▶ [WHAT YOU WILL DO]
Would you output all the entries below without altering a word?

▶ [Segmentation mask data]
==*==

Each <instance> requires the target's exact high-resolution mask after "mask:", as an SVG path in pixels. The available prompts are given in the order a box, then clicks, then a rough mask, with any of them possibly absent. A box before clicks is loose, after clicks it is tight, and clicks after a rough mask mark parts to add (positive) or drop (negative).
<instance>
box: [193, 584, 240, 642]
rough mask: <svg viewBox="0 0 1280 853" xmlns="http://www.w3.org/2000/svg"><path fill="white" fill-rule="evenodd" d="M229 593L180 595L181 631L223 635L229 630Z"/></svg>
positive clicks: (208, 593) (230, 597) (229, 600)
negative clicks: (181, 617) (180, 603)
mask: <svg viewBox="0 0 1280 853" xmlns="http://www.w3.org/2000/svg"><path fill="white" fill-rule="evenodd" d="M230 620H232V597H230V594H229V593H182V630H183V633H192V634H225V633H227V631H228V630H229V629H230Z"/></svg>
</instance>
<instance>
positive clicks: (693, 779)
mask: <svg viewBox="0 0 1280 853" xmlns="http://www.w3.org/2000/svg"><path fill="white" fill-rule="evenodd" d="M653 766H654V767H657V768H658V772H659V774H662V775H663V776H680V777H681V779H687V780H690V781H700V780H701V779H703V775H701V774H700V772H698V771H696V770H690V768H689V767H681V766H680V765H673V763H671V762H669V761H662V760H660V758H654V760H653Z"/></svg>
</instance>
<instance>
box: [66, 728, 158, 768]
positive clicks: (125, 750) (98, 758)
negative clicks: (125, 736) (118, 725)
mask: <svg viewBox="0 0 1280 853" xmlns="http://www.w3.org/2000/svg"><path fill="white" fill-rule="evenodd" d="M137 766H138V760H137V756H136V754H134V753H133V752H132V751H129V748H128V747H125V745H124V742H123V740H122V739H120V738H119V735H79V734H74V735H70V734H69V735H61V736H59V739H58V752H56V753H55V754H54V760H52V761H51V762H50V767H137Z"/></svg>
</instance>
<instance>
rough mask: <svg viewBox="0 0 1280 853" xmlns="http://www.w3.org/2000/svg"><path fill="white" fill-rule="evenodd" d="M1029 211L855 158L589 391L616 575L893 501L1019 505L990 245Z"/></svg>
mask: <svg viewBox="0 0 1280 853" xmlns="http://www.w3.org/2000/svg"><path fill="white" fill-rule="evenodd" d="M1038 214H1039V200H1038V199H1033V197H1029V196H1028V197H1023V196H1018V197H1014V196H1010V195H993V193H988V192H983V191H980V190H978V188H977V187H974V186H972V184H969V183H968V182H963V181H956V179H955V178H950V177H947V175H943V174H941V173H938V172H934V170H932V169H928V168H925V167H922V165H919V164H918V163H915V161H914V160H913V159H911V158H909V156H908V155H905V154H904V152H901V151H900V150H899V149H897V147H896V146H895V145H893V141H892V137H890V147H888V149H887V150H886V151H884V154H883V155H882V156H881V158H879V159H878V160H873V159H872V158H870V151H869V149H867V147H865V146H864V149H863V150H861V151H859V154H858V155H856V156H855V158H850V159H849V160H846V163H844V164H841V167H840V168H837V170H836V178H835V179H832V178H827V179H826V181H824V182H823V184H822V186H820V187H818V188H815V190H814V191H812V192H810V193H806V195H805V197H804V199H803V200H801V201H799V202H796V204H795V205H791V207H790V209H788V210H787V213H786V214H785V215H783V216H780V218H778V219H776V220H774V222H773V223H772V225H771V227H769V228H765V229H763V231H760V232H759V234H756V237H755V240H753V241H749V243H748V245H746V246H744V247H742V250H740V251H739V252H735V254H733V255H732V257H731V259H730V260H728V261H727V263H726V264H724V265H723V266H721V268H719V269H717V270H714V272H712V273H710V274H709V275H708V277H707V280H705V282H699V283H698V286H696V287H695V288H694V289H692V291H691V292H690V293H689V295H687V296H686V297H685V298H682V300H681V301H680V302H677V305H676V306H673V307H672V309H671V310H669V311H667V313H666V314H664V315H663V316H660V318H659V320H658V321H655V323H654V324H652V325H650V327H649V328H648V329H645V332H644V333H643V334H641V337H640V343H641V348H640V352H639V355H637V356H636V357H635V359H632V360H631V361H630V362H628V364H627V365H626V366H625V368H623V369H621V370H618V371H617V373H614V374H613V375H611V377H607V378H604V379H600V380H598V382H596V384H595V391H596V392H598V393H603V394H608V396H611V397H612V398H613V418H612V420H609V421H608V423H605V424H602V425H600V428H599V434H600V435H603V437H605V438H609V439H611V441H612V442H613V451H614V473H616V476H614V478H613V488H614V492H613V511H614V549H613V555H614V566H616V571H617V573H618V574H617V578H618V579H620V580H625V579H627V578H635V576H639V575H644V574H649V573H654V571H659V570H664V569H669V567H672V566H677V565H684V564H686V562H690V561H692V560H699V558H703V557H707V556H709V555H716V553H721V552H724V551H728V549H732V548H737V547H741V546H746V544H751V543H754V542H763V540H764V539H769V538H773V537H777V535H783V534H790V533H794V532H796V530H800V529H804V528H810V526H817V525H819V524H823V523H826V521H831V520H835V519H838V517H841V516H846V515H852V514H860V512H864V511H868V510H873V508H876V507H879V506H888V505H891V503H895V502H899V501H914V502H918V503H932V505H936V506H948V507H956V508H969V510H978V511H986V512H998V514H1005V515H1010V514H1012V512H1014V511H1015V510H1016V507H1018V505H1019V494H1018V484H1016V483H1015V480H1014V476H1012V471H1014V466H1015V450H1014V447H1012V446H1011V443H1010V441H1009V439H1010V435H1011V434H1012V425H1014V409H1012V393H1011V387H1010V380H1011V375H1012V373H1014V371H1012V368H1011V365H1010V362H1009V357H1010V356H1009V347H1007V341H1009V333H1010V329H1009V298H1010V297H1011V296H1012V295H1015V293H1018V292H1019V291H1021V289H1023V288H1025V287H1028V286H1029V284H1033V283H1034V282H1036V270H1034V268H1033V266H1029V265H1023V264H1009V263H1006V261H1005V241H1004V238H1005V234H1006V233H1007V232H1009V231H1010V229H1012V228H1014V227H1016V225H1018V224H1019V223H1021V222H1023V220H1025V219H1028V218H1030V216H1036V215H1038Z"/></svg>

==*==

▶ [EXERCISE RESULT]
Each <instance> requires the target's exact high-resolution mask after "mask:", as an SVG path in pixels. The available prompts are given in the order a box, then clicks, then a rough mask, with any of them possibly absent. A box before clicks is loose, after clicks it is tight, and clicks after a rough mask mark parts to add (positive) or drop (negative).
<instance>
box: [193, 584, 240, 642]
rough mask: <svg viewBox="0 0 1280 853" xmlns="http://www.w3.org/2000/svg"><path fill="white" fill-rule="evenodd" d="M229 593L180 595L181 631L223 635L229 630Z"/></svg>
positive clicks: (208, 593) (230, 597) (229, 600)
negative clicks: (181, 617) (180, 603)
mask: <svg viewBox="0 0 1280 853" xmlns="http://www.w3.org/2000/svg"><path fill="white" fill-rule="evenodd" d="M230 620H232V597H230V594H229V593H182V630H183V633H192V634H225V633H227V631H228V630H229V629H230Z"/></svg>
</instance>
<instance>
positive clicks: (693, 779)
mask: <svg viewBox="0 0 1280 853" xmlns="http://www.w3.org/2000/svg"><path fill="white" fill-rule="evenodd" d="M653 766H654V767H657V768H658V772H659V774H662V775H663V776H680V777H681V779H687V780H690V781H700V780H701V779H703V775H701V774H700V772H698V771H696V770H690V768H689V767H681V766H680V765H673V763H671V762H669V761H662V760H660V758H654V760H653Z"/></svg>
</instance>
<instance>
box: [66, 728, 158, 768]
positive clicks: (125, 750) (98, 758)
negative clicks: (125, 736) (118, 725)
mask: <svg viewBox="0 0 1280 853" xmlns="http://www.w3.org/2000/svg"><path fill="white" fill-rule="evenodd" d="M137 766H138V760H137V756H136V754H134V753H133V752H132V751H129V748H128V747H125V745H124V742H123V740H122V739H120V738H119V735H79V734H74V735H70V734H69V735H61V736H59V739H58V752H56V753H55V754H54V760H52V761H51V762H50V767H137Z"/></svg>
</instance>
<instance>
rough mask: <svg viewBox="0 0 1280 853" xmlns="http://www.w3.org/2000/svg"><path fill="white" fill-rule="evenodd" d="M1029 211L855 158L589 391L616 575L893 501L1019 505L990 245Z"/></svg>
mask: <svg viewBox="0 0 1280 853" xmlns="http://www.w3.org/2000/svg"><path fill="white" fill-rule="evenodd" d="M1038 214H1039V200H1038V199H1033V197H1029V196H1028V197H1023V196H1018V197H1014V196H1010V195H993V193H988V192H983V191H980V190H978V188H977V187H974V186H972V184H969V183H968V182H963V181H956V179H955V178H950V177H947V175H943V174H941V173H938V172H934V170H932V169H928V168H925V167H922V165H919V164H918V163H915V161H914V160H913V159H911V158H909V156H908V155H905V154H904V152H901V151H900V150H899V149H897V147H896V146H895V145H893V141H892V137H890V147H888V149H887V150H886V151H884V154H883V155H882V156H881V158H879V159H878V160H873V159H872V158H870V151H869V149H867V147H865V146H864V149H863V150H861V151H859V154H858V155H856V156H855V158H850V159H849V160H846V163H844V164H841V167H840V168H837V170H836V178H835V179H832V178H827V179H826V181H824V182H823V184H822V186H820V187H818V188H815V190H814V191H812V192H810V193H806V195H805V197H804V199H803V200H801V201H799V202H796V204H795V205H791V207H790V209H788V210H787V213H786V214H785V215H783V216H780V218H778V219H776V220H774V222H773V223H772V225H771V227H769V228H765V229H763V231H760V232H759V234H756V237H755V240H753V241H749V243H748V245H746V246H744V247H742V250H740V251H739V252H735V254H733V255H732V257H731V259H730V260H728V261H727V263H726V264H724V265H723V266H721V268H719V269H717V270H714V272H712V273H710V274H709V275H708V277H707V280H705V282H699V283H698V286H696V287H695V288H694V289H692V291H691V292H690V293H689V295H687V296H686V297H685V298H682V300H681V301H680V302H677V305H676V306H673V307H672V309H671V310H669V311H667V313H666V314H664V315H663V316H660V318H659V320H658V321H655V323H654V324H652V325H650V327H649V328H648V329H645V332H644V333H643V334H641V337H640V343H641V348H640V352H639V355H637V356H636V357H635V359H632V360H631V361H630V362H628V364H627V365H626V366H625V368H623V369H621V370H618V371H617V373H614V374H613V375H611V377H607V378H604V379H600V380H598V382H596V384H595V391H596V392H598V393H603V394H608V396H611V397H612V398H613V418H612V420H609V421H608V423H605V424H602V425H600V428H599V434H600V435H603V437H605V438H609V439H611V441H612V442H613V451H614V473H616V476H614V478H613V488H614V492H613V511H614V549H613V555H614V566H616V571H617V573H618V574H617V578H618V579H620V580H625V579H627V578H635V576H639V575H644V574H649V573H654V571H659V570H664V569H669V567H672V566H677V565H684V564H686V562H690V561H692V560H699V558H703V557H707V556H709V555H716V553H721V552H724V551H728V549H732V548H737V547H741V546H746V544H751V543H754V542H763V540H764V539H769V538H773V537H777V535H783V534H790V533H794V532H796V530H800V529H804V528H810V526H817V525H819V524H823V523H826V521H831V520H835V519H838V517H841V516H846V515H852V514H860V512H864V511H868V510H873V508H876V507H879V506H888V505H891V503H895V502H899V501H914V502H918V503H932V505H936V506H948V507H956V508H969V510H978V511H986V512H998V514H1005V515H1010V514H1012V512H1014V511H1015V510H1016V507H1018V505H1019V494H1018V484H1016V483H1015V480H1014V476H1012V471H1014V466H1015V450H1014V447H1012V446H1011V443H1010V441H1009V439H1010V435H1011V434H1012V425H1014V409H1012V393H1011V387H1010V380H1011V375H1012V373H1014V371H1012V368H1011V365H1010V362H1009V357H1010V356H1009V347H1007V341H1009V333H1010V329H1009V298H1010V297H1011V296H1012V295H1015V293H1018V292H1019V291H1021V289H1023V288H1025V287H1028V286H1029V284H1033V283H1034V282H1036V270H1034V268H1033V266H1029V265H1023V264H1009V263H1006V261H1005V241H1004V238H1005V234H1006V233H1007V232H1009V231H1010V229H1012V228H1014V227H1016V225H1018V224H1019V223H1021V222H1023V220H1025V219H1028V218H1030V216H1036V215H1038Z"/></svg>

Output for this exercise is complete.